* begin INPUT ROWS *
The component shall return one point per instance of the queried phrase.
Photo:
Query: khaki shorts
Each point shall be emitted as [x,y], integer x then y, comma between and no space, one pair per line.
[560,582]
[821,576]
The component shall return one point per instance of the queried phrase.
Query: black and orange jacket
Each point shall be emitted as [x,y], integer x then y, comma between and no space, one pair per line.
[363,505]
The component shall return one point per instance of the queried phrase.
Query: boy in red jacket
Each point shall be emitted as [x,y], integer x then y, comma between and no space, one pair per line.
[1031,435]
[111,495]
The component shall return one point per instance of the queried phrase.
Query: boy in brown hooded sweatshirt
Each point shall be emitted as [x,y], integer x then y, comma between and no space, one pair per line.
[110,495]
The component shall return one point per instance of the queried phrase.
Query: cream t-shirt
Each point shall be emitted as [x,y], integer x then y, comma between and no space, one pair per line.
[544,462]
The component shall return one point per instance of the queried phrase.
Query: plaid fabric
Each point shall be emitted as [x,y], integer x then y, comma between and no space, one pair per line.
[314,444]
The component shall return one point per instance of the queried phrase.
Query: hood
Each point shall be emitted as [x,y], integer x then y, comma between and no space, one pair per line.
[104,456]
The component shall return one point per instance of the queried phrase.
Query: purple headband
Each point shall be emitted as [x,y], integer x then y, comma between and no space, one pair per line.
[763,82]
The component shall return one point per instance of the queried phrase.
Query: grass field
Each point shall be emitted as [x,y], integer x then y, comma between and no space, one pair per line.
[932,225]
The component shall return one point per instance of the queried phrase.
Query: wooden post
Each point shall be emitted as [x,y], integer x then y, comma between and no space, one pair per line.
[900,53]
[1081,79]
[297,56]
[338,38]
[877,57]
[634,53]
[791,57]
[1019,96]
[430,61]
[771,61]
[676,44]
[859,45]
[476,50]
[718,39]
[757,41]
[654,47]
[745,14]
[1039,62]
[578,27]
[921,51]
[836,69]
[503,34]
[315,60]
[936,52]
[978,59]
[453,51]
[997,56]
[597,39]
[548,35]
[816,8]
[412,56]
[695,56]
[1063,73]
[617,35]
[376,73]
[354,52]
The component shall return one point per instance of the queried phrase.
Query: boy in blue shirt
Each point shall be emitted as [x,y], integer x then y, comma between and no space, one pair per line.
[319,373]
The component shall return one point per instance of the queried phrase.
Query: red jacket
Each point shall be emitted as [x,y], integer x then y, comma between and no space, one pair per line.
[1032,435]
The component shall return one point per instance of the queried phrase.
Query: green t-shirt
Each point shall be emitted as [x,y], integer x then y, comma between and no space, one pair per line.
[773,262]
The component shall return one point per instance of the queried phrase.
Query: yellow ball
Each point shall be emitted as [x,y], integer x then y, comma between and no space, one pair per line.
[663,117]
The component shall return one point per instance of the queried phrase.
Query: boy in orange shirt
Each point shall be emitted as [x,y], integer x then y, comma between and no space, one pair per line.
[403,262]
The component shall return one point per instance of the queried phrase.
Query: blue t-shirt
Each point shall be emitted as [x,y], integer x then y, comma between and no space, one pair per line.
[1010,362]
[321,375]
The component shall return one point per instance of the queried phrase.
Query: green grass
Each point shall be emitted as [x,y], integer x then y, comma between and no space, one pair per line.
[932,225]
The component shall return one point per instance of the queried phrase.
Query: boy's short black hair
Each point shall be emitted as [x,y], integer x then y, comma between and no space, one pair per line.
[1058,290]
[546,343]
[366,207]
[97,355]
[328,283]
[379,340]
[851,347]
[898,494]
* end INPUT ROWS *
**WHAT YOU SHOULD DO**: Transcribe every entry verbatim.

**ANSWER IN FULL**:
The component shall return one point per instance of the queried phrase.
Photo:
Query: khaki shorts
Each point shall be emitted as [x,y], integer x then y, comma between and no space, one pair per line.
[560,582]
[821,576]
The component shall return one point per instance of the queried phrase.
Query: black and orange jacket
Each point shall be emitted as [x,y], integer x then y, comma between and no space, one pair per line.
[363,505]
The component shall return one point per instance of the queried phrase.
Query: boy in red jacket
Each point shall be emitted as [x,y], integer x then y, comma between and no space, one pair per line.
[1031,435]
[111,495]
The component shall return one point per instance of the queried phrase.
Query: boy in brown hooded sweatshirt
Each point shall be emitted as [x,y], integer x then y, comma between and no space, one pair per line.
[110,495]
The component shall return one point per instance of the queried phrase.
Query: cream t-shirt
Each point shall be emitted as [x,y], integer x then y, comma between and no space, one pair per line.
[544,462]
The component shall return one point per instance of the queried phrase.
Query: plaid fabric
Each point shall be emitted as [x,y], integer x then y, comma between and no space, one pair per line.
[314,444]
The component shall return one point per instance of the queried phrase.
Query: hood
Each point shall be emitted as [x,y], integer x then y, comma between and no space, one pair per line.
[104,456]
The component shall return one point per instance of the queried phrase.
Query: purple headband
Each point shall be emitted as [x,y], integer x then y, comma between and no space, one pair per line.
[763,82]
The component shall return one point per instance of the queried phrase.
Query: grass field
Each point shall be emitted as [x,y], integer x then y, comma between and no space, one pair per line.
[932,225]
The component shall return one point per instance of the queried phrase.
Query: wooden post
Each point shall be emitted as [x,y], integer x then y, comma between and no space, one pair per line.
[900,53]
[1081,79]
[297,56]
[338,38]
[877,57]
[634,53]
[791,57]
[1019,96]
[430,61]
[771,61]
[676,44]
[859,45]
[476,50]
[718,39]
[757,41]
[654,47]
[745,14]
[1039,62]
[578,27]
[921,51]
[836,69]
[503,34]
[315,60]
[936,52]
[978,59]
[453,51]
[997,56]
[597,39]
[548,35]
[816,8]
[412,56]
[695,56]
[1063,73]
[617,35]
[376,73]
[354,52]
The component shall return one point per instance of the queried phrase.
Query: boy in blue shirt
Each point shall be emitted as [x,y], integer x then y, comma between and no space, one pair per line.
[319,373]
The component shall return one point per instance of the queried phrase.
Query: red jacket
Each point shall be emitted as [x,y], integer x then y, comma between and no space, one pair per line.
[1032,435]
The component shall return one point per instance of the queried phrase.
Query: green t-shirt
Each point shall be emitted as [x,y], integer x then y, comma between and no space, one pair per line.
[773,262]
The component shall return one point per instance of the queried phrase.
Query: yellow ball
Each point shall be emitted as [x,y], integer x then y, comma between and no space, one pair per line.
[663,117]
The component shall return one point per instance of the queried phrase.
Query: boy in orange shirt
Each point shall be emitted as [x,y], integer x then y, comma between and no space, one pair per line.
[403,262]
The component shall return one point per instance of the queried phrase.
Query: blue t-shirt
Each point shall be emitted as [x,y], integer x then y, comma between and no space, one pair per line.
[1010,362]
[321,375]
The component shall return one point per instance of the queried phrase.
Query: green grass
Each point shall be emitted as [x,y], integer x then y, comma between and no space, one pair per line.
[932,225]
The component shall return one point per instance of the queried phrase.
Query: boy's short black hair
Each point shall be emitted as [x,y], integer x then y, comma between and no space, one pair per line.
[1058,290]
[546,343]
[366,207]
[97,355]
[328,283]
[379,340]
[851,347]
[898,494]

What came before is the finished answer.